(Excerpts from point annotation data)
========

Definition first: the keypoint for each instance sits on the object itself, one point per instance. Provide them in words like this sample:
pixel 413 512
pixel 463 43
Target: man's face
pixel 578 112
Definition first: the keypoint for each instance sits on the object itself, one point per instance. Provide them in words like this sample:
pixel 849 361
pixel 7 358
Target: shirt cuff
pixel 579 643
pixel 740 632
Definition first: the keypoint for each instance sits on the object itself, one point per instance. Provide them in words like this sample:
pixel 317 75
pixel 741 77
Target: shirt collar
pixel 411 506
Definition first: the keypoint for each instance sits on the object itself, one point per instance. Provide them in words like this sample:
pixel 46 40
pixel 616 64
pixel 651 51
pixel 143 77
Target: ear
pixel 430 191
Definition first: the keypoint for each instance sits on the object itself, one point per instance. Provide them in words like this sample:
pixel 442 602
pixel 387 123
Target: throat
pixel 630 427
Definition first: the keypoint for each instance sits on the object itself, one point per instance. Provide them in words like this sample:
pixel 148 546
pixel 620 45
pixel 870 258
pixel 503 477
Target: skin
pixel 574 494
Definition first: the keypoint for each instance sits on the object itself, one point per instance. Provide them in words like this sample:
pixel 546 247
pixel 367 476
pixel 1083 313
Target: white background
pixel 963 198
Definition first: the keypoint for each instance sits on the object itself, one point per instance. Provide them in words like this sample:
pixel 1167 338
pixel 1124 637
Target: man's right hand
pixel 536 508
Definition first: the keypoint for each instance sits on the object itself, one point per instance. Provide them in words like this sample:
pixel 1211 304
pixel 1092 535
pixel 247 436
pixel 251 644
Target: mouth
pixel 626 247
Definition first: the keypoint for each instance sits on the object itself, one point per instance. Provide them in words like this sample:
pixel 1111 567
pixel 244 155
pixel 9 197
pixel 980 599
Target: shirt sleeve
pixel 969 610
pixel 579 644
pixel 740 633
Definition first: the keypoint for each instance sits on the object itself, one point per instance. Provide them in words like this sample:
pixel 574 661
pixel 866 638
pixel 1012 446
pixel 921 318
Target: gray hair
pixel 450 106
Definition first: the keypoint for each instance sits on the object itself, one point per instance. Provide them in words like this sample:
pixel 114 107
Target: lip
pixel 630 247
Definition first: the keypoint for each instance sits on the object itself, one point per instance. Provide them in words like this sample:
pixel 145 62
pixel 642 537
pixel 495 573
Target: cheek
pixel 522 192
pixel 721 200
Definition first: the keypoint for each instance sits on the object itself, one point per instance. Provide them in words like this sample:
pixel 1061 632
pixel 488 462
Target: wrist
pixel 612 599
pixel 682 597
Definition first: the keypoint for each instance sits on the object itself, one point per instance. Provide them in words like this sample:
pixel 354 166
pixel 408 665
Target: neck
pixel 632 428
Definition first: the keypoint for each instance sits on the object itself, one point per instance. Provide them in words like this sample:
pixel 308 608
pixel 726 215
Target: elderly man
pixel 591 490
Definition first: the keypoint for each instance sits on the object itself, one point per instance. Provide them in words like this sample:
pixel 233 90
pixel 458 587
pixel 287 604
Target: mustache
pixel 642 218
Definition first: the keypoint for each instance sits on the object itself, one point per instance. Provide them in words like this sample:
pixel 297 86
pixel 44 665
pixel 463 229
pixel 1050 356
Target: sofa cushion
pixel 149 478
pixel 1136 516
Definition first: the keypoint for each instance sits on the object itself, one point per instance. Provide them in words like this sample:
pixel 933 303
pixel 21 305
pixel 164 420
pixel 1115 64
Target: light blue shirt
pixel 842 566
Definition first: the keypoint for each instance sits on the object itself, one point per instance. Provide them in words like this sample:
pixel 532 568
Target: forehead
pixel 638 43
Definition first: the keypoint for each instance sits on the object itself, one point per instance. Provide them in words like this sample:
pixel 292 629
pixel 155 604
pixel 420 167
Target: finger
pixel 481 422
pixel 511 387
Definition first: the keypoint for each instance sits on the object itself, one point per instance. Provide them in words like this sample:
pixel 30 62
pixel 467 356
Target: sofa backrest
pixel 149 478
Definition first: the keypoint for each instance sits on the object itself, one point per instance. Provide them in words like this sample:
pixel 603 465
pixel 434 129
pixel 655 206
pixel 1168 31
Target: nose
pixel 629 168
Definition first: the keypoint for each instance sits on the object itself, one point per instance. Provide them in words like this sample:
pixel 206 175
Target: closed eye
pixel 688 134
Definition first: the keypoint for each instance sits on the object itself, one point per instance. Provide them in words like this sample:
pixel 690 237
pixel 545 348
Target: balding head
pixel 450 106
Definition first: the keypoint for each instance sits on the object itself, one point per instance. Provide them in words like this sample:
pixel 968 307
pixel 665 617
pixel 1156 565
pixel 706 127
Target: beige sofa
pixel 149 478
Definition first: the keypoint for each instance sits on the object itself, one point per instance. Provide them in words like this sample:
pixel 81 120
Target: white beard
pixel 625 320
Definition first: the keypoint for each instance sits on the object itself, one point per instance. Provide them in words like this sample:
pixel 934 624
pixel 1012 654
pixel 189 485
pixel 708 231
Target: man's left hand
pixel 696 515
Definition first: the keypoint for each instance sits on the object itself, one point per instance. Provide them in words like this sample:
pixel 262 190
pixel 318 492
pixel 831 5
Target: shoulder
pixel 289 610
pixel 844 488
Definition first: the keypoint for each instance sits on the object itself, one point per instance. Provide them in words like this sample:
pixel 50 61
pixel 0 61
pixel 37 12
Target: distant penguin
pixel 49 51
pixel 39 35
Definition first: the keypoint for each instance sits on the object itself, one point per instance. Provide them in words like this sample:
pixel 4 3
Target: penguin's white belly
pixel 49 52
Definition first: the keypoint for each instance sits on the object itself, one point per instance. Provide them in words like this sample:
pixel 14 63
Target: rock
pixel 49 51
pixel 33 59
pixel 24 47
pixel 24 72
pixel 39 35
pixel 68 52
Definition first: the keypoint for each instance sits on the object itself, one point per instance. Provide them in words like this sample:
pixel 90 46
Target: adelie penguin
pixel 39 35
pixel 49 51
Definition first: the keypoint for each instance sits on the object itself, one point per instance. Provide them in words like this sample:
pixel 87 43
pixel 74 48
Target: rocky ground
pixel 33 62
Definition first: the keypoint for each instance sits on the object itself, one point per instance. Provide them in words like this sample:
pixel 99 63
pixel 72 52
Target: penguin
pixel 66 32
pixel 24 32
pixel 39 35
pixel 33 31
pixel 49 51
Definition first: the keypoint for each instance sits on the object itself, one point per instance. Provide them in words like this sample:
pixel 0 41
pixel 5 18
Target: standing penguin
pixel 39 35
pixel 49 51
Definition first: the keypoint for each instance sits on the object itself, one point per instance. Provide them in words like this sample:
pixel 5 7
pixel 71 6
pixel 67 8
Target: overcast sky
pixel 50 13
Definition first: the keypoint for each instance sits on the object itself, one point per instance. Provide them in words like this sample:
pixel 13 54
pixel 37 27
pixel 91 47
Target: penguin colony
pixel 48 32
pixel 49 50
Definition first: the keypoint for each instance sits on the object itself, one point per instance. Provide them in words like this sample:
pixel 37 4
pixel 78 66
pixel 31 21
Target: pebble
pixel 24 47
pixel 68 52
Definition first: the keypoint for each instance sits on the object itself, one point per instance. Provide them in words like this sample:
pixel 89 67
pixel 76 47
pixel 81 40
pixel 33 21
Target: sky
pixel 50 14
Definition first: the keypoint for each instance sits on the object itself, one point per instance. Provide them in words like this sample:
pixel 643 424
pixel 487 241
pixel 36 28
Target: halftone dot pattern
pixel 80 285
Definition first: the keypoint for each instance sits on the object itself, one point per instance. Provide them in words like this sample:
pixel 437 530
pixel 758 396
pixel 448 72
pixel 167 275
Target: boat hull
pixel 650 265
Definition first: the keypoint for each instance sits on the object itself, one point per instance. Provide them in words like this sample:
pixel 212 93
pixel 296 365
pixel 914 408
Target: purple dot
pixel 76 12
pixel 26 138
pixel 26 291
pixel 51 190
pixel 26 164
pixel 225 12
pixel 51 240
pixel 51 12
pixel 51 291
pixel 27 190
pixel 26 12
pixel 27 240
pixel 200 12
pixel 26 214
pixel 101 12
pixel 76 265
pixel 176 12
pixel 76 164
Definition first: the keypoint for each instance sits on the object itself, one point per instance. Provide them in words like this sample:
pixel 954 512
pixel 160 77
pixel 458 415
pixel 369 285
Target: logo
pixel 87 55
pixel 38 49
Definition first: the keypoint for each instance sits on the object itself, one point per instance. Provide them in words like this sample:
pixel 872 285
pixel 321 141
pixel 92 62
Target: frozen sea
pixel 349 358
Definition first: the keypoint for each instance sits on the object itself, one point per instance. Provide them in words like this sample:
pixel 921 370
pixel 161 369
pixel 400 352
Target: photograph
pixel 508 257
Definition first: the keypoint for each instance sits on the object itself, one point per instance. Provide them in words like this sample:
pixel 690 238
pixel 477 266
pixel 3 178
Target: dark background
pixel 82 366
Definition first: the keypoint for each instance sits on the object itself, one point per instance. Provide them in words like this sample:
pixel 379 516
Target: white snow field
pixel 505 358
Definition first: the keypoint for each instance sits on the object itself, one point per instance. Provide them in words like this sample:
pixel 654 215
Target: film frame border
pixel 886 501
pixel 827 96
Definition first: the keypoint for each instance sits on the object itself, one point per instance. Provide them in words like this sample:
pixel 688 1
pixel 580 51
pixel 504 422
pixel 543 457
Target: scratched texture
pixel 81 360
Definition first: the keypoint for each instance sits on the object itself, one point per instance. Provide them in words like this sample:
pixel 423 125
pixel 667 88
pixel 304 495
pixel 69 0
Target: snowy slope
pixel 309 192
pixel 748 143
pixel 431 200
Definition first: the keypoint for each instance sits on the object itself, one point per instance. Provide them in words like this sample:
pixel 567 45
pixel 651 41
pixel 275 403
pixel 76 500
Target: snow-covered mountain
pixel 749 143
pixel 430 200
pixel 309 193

========

**TASK BRIEF**
Please rewrite the items from the start up to and including the line with "pixel 411 506", changing "Target" to "Label" and leaving everything else as it is.

**SOLUTION TO THE EXERCISE**
Definition first: the keypoint for each instance sits on the object itself, one point per instance. Provide them in words like this sample:
pixel 413 512
pixel 463 43
Label: man's face
pixel 578 112
Definition first: the keypoint for each instance sits on the object itself, one point per instance. Provide them in words like this sample:
pixel 849 361
pixel 7 358
Label: shirt cuff
pixel 579 643
pixel 740 632
Definition first: the keypoint for each instance sits on the object itself, one point per instance. Provide them in words like this sample:
pixel 317 75
pixel 741 77
Label: shirt collar
pixel 411 506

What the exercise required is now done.